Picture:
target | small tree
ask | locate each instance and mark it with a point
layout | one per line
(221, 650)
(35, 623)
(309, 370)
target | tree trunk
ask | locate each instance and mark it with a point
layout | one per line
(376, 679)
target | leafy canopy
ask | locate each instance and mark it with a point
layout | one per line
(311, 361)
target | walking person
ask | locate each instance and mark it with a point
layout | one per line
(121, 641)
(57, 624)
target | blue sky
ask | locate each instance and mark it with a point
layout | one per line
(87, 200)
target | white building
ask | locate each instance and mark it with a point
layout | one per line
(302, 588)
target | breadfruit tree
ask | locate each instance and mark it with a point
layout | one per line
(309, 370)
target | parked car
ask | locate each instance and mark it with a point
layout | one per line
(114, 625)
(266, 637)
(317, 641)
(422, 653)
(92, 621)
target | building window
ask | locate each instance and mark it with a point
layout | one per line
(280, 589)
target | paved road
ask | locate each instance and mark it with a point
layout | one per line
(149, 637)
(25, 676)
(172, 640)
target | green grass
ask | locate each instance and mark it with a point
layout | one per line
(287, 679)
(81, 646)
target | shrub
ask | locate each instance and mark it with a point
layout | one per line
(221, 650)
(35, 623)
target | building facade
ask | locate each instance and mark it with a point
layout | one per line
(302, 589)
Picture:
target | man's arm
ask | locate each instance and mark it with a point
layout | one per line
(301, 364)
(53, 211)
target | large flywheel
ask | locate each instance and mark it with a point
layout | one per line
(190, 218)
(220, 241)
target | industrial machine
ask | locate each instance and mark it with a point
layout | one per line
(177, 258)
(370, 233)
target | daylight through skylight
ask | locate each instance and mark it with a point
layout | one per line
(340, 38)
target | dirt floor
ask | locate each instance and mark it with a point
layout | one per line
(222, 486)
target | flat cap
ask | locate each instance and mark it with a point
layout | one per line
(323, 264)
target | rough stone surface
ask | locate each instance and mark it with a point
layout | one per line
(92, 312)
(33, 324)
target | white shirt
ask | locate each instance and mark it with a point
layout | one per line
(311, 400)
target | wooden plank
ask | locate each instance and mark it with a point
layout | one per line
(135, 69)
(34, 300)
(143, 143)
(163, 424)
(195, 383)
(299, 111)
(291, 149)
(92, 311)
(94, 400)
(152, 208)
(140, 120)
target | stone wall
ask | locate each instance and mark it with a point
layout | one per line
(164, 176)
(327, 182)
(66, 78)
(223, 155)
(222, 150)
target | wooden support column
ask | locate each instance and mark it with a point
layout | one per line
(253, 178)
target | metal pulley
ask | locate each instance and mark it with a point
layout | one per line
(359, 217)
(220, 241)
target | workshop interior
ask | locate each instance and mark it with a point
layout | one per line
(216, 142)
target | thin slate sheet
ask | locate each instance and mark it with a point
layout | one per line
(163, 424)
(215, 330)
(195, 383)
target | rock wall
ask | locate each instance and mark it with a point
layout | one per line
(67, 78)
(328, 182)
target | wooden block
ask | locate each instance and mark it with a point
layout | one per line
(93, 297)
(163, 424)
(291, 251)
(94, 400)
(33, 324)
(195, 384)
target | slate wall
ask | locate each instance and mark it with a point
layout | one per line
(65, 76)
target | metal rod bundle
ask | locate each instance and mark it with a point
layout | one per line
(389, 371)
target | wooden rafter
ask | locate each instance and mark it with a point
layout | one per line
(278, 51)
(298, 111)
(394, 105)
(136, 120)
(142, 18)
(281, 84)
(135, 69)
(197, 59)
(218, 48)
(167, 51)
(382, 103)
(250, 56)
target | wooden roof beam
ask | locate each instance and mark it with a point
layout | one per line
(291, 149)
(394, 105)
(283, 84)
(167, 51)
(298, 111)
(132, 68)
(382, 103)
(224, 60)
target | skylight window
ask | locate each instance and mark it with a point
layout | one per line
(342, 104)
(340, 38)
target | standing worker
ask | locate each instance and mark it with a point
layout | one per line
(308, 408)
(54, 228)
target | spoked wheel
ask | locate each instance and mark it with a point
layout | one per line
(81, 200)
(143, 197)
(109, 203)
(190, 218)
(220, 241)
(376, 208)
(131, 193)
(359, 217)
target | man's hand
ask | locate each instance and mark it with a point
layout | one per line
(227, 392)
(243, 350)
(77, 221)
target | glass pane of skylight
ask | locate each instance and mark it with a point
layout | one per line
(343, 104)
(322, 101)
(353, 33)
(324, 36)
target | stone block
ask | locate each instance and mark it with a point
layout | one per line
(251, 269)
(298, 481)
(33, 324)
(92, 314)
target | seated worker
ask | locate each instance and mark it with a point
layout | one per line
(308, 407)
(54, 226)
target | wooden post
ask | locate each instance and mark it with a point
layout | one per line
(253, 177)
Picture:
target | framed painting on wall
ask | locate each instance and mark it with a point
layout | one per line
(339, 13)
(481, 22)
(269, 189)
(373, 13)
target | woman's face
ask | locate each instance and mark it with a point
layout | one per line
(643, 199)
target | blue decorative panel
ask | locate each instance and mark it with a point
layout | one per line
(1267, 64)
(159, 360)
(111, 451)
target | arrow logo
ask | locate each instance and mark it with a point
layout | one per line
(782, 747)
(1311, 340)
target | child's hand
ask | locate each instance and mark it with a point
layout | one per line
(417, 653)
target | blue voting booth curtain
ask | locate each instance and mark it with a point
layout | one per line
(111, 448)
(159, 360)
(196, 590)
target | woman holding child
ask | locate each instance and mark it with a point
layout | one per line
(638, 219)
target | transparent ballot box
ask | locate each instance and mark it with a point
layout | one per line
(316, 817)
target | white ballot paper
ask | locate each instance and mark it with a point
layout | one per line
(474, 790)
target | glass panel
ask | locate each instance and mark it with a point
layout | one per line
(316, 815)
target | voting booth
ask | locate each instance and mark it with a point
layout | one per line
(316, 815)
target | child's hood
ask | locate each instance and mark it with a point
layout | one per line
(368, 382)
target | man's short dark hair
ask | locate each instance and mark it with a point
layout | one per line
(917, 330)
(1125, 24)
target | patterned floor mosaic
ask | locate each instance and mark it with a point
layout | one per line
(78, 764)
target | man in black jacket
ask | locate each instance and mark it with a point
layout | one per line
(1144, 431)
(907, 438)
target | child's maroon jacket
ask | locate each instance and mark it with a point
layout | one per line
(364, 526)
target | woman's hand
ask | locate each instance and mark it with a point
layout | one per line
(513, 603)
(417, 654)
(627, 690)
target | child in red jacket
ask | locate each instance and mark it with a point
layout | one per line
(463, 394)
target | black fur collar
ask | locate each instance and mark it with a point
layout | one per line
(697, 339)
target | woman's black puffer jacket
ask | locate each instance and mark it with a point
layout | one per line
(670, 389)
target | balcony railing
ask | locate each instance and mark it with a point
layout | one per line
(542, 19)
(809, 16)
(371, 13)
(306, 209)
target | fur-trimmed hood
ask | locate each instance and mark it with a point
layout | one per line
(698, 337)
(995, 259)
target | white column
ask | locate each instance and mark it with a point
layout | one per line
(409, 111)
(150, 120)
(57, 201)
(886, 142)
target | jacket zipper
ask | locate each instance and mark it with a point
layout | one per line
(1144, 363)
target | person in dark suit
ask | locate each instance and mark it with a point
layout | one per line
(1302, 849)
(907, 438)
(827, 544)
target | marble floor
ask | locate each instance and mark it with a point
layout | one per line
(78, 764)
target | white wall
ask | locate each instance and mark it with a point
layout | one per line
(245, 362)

::::::::::

EXERCISE OBJECTIVE >>
Could you write out only the lines of the listing above from the one that contains "target | marble floor" through its final line, exactly and inclusive?

RESULT FOR THIS EXERCISE >>
target | marble floor
ask | locate each instance and mark it with a point
layout | one per line
(78, 764)
target | white wall
ask | locate each instance and mark it with a point
layout | one per line
(245, 362)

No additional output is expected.